--- Input data ---

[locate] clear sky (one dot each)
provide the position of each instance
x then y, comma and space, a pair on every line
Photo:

---
--- Input data ---

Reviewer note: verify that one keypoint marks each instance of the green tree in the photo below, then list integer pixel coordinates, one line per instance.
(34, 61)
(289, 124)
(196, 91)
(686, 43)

---
--- Input data ---

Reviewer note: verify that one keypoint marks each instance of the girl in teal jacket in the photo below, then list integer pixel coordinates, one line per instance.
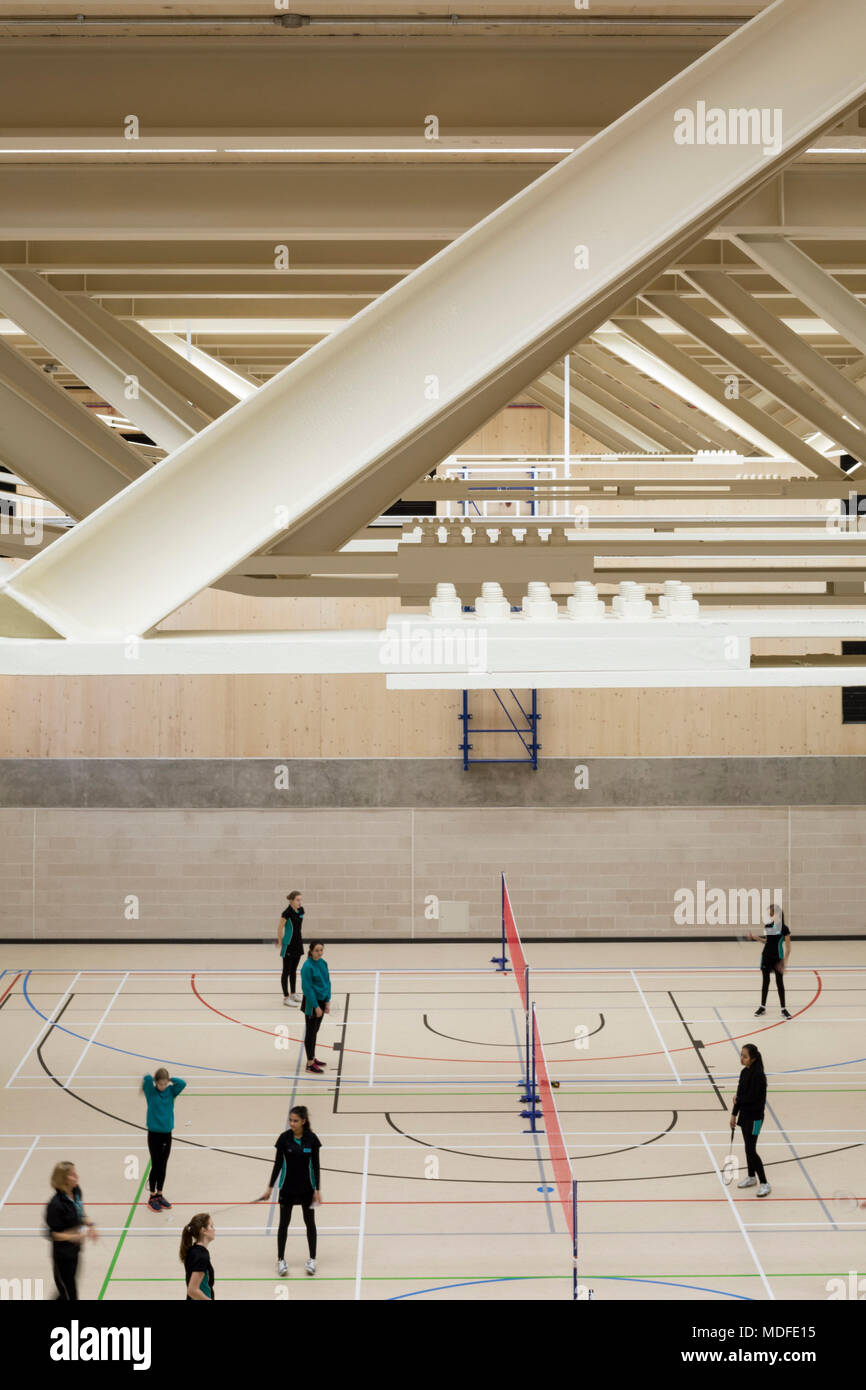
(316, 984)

---

> **What the task asks**
Pull out every line of the material above that contains the string "pair", matching case exactly.

> **Solution to this exercise**
x then y, comma and space, a pair on every line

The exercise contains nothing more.